Aim of the exercise >> Copy the lines below word for word, and leave out the pictures.

Supplied entries >>
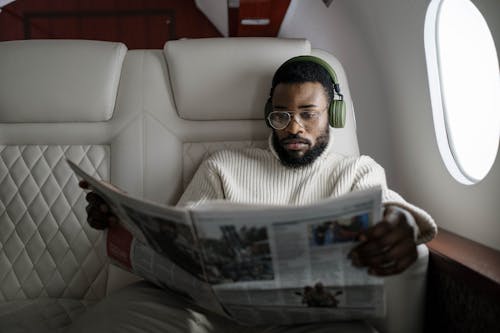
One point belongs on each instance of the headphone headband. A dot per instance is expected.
(337, 108)
(319, 61)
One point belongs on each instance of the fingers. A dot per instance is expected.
(83, 184)
(99, 214)
(395, 267)
(388, 247)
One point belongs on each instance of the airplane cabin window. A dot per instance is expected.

The solution >>
One point belongs on each instance of the headphone headband. A dot per instance is expected.
(337, 108)
(319, 61)
One point belongs on each instance of the fingers. A dot per instance is expected.
(83, 184)
(99, 214)
(395, 267)
(388, 247)
One point belongs on each instance of the airplane cabin window. A dot per instance is expected.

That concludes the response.